Would you transcribe the listing that follows, character for character, and omit its images?

◇ ◇ ◇

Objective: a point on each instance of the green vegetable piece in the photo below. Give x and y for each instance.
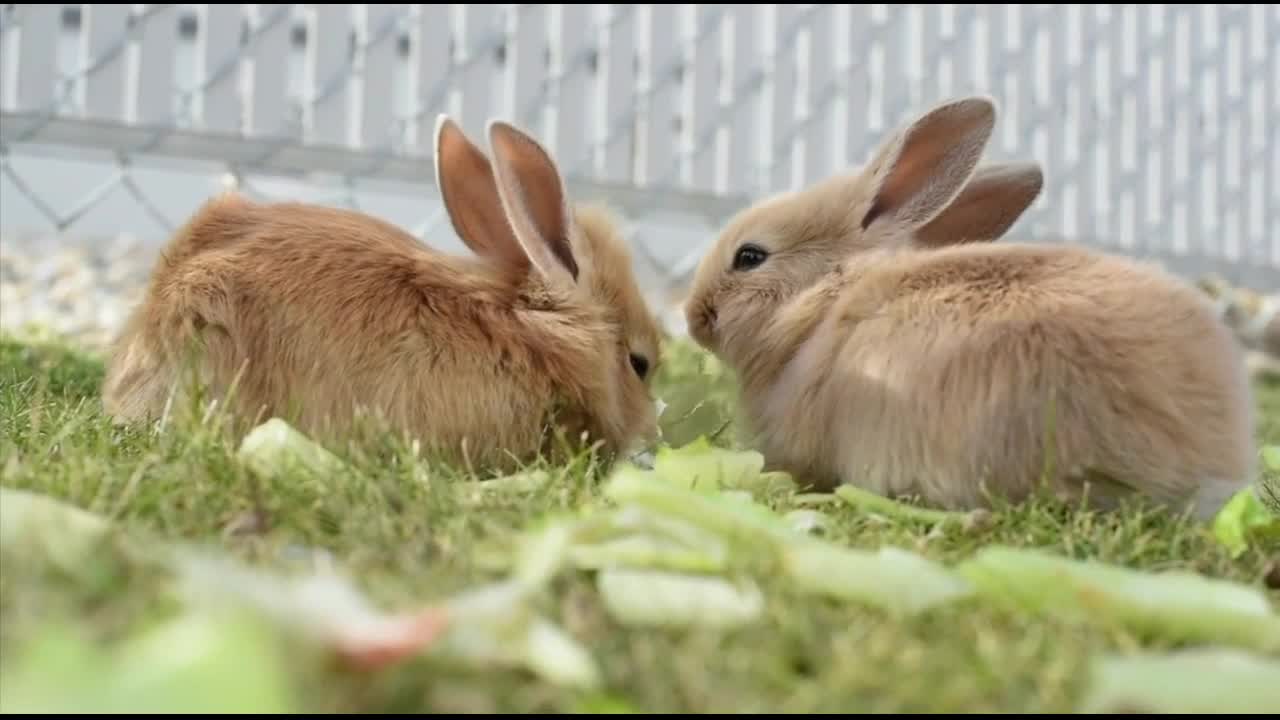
(891, 578)
(700, 465)
(654, 598)
(199, 662)
(1178, 606)
(1198, 680)
(1244, 519)
(275, 449)
(648, 551)
(37, 525)
(735, 519)
(881, 505)
(1271, 458)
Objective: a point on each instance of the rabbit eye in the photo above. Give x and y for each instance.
(749, 256)
(640, 364)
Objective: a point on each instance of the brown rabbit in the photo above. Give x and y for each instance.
(882, 340)
(329, 313)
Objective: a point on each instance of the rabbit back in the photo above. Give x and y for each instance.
(997, 367)
(319, 313)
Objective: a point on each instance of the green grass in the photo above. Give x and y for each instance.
(408, 534)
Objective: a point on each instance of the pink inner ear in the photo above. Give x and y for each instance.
(936, 156)
(539, 185)
(531, 183)
(987, 206)
(470, 192)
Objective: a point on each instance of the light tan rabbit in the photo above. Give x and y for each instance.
(881, 340)
(330, 313)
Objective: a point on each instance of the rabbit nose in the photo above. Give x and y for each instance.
(700, 319)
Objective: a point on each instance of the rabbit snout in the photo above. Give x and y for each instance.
(700, 317)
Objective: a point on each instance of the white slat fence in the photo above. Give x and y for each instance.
(1159, 126)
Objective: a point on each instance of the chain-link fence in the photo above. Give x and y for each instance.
(1155, 123)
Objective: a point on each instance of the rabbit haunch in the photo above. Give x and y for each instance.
(882, 338)
(321, 314)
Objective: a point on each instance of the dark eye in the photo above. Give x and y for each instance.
(749, 256)
(640, 364)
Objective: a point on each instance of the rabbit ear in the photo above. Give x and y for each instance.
(533, 194)
(987, 206)
(470, 194)
(922, 168)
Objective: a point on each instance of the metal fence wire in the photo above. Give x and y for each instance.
(1156, 124)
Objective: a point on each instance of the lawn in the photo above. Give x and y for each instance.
(410, 533)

◇ ◇ ◇

- [Reply]:
Objective: a point on each instance of the green vegetable piece in the photo below. Give x and y for each instance.
(891, 578)
(700, 465)
(654, 598)
(199, 662)
(1178, 606)
(1198, 680)
(1244, 519)
(275, 449)
(648, 551)
(37, 525)
(735, 519)
(881, 505)
(1271, 458)
Objective: a point on each instance of the rabbit eye in the photo above. Give x and y for each instance.
(749, 256)
(640, 364)
Objective: a point on each instance of the brown rabbit in the photo above. Give x and y for each instance.
(882, 340)
(329, 313)
Objective: a point on each instance of the rabbit back in the photo above. Give x and y for each instance.
(997, 367)
(319, 313)
Objective: a point on each instance of the green grass in the photo above. Give x and y for each instance.
(408, 534)
Objective: a point on each instance of the pink inner ear in the photo above. Give x and y for each instance.
(936, 156)
(539, 185)
(531, 183)
(987, 206)
(470, 192)
Objective: a point on each instance of the light tan rabbit in the photo above. Give x and y for each instance.
(881, 340)
(330, 313)
Objective: a point on each instance of the rabbit nose in the photo above. Give x and y for each instance.
(700, 319)
Objective: a point on each instance of the rabbit snout in the photo above. Give x and y for each instance.
(700, 317)
Objective: a point on each instance of the white slat fence in the photo above. Give x and y for each instance.
(1159, 126)
Objective: a point on each instance of the chain-link fence in the photo above. Give x and y for each instance.
(1155, 123)
Objective: a point on each instance of the rabbit haunch in the photo above. Give x and y for each instance.
(882, 338)
(321, 314)
Objective: a point on each instance of the dark eye in the photo above. Give x and y for each instance.
(749, 256)
(640, 364)
Objective: a point on each instance of the rabbit ear in the photo above. Give x and y for each instance.
(533, 194)
(987, 206)
(470, 194)
(922, 168)
Objective: a point on each instance of the metal fence wire in the photo above. Give x and y for each instance.
(1156, 124)
Objective: a point on each instance of the lawn in the photo above. Give x and y for each instance.
(410, 533)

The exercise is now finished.